───── Text segment
The men I greeted as I worked my way around the paths were unfailingly pleasant and polite once my, Good morning, was uttered. I don't say anything more to them. Like, WHY DON'T YOU CLEAN UP AFTER YOURSELVES BECAUSE THIS IS REALLY HORRIBLE WORK????
If they start conversation, fine, but I don't.
Mostly they sit along the paths, alone or in pairs, waiting, walking, sometimes following. I had one close call, with someone buttoning up his pants as I walked by.
I think of that woman I saw last fall, with two small children, gathering trash from under the goutweed, in which the children were sitting. I am now as horrified by this as I was inspired then.
I came across a police van and had to squeeze past. The cop inside was asleep. I hoped I would not wake him as I passed - I was inches from his window and he would have jumped out of his skin.
Next litter mob August 2nd. Yes, we need you!
Two quotes from two volunteers:
L - I'm glad that I could help out in the park. It was a great experience even though we did not start with gloves. I apologize that I left early because I had to return the metro card back to my father. Unfortunately, I will not be able to fully join this group because transportation is inconvenient for me. However, I wish your group to succeed, and I hope one day, the forest will be clean.
Fred - I was glad to help. Just so surprised at such a small turnout. I guess that's why it was so easy to get separated from everyone and hardly see anyone after about a half-hour. I wound up with two bags full, and could have bagged much more. Just to point out, There were many more bagsful to be collected along the tree-line overlooking monument hill. Let me know when the next 'MOB' gathers.
Litter Mob results:
8 bags of trash
Many mosquito bites
Wildflowers and plants spotted:
Impatiens capenis - jewelweed Rubus occidentalis - black raspberries Sambucus canadensis - elderberries, green
The woods in Prospect Park may be the haunt of the men who meet there for social purposes and who leave their drinks, chip packets, gum wrappers, condoms, wet wipes and lube tubes behind, but there are others, too. The worst of the litter is off to the sides of his path, but I have picked up plenty of used condoms here, too.
Fall came early in Vincent's vision of our May 25th Litter Mob (Litter Mob 2), when the air already hung heavily with premature humidity and trees dripped green. Roll on, fall.
──────────
───── Material
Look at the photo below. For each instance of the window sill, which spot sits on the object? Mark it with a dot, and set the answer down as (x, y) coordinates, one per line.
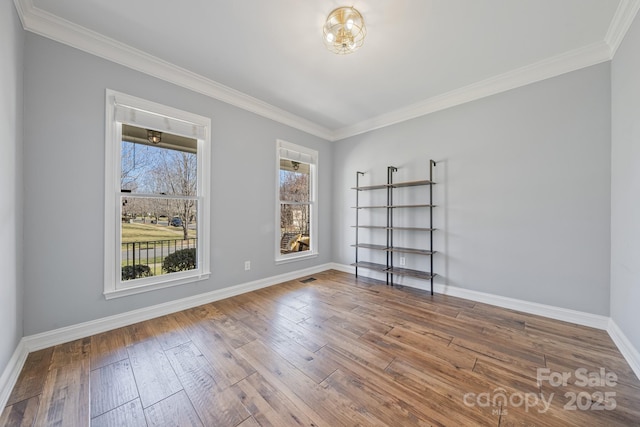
(133, 290)
(296, 258)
──────────
▸ Set tasks
A) In the Prospect Park litter account, why does Fred think it was so easy to get separated from everyone? Answer in one to three sentences.
B) Could you carry the Prospect Park litter account on past its final sentence?

▸ Answers to the problems
A) Fred links it to the surprisingly small turnout. With so few people there, it was easy to get separated and hardly see anyone after about a half-hour.

B)
Where are they now? Many of our volunteers are one-time only visitors. Picking up used condoms and soiled paper for several hours, lugging heavy bags of bottles and repeatedly exercising the jaws of the litter grabber add up to cynicism, some anger, a sore wrist and a callus on the thumb. And stuff on your shoes.
Olga, flame-haired on the left (her hair was not doctored for this picture), has been a stalwart. Frank, beside her in blue, has missed just a couple of mobs. He insisted on going on vacation. Vincent, the photographer , has succumbed to 9 - 5 employment. I am there every time as I cannot very well quit, having started the damn thing.
We have since acquired new veterans, met more one-time only migrants (whose help is hugely appreciated, don't misunderstand me), and collected many, many many...
City Birder Rob Jett drew my attention to the post below from A Walk in the Park, and wrote to me about our Litter Mob in the Midwood: "I think what you do is really good, to a point. My opinion of the current situation with the department of parks is best summed up in the following piece from the blog A Walk in the Park."
A park watchdog says that volunteers who clean up their local green-spaces for free — like those with the new Cadman Park Conservancy — are giving the city a reason to slash even more funding from its already cash-strapped parks, according to the Brooklyn Paper.
Geoffrey Croft, who founded the New York City Park Advocates in part to ensure the city’s parks get their fair share of budget dollars, says it’s okay for residents to help keep parks clean, but they shouldn’t go to far.
“What these groups don’t realize is that they become a part of the problem,” said Geoffrey Croft, founder of NYC Park Advocates. “People have given up on getting the city to do its job.”
Croft said that public-private partnerships encourage the city to let citizens pay park maintenance instead of using tax dollars — a dangerous trend that is increasing the gap between the parks that have and those that have no while sending the Parks Department’s budget spiralling downward.
In fact, the city’s 2012 budget for Parks is $233 million, down from $238 million in 2011 and $258 million in 2010, leaving the caretakers of parkland with continually dwindling resources.
“I don’t think anyone has problems with people planting flowers and doing minor stuff, but when you get into taking over the role of a city agency, the disparity is a huge one,” Croft said.
The Cadman Park Conservancy formed earlier this year to fill in where the city can’t keep up. A band of locals on a barebones budget are planting flowers and fund-raising for drastic landscape improvements.
Compare this to entities like Central Park Conservancy, which privately funds most of the Manhattan oasis’s $37.4-million budget, or even Brooklyn Bridge Park, which is required by state mandate to be self-sustaining.
The corporation is pushing — against the community — to fund the 1.7-mile waterfront park by building luxury condos within the park’s footprint.
And that, says Croft, doesn’t bode well for city parks.
“Some groups raise money to plant flowers and some manage multimillion-dollar operations of parks,” Croft said. “But the big story is that the city refuses to fund its parks, so they’re forcing individuals to do it.
Well, I share this opinion 100%. So yes, Mr. Croft, we realize we are part of the problem. We are just too disgusted with the state of things to stand back and watch.
Am I happy to be volunteering my time and the time of others to de-litter the woods of Prospect Park? No! I'm mad as hell. But I do not see doing nothing as a solution.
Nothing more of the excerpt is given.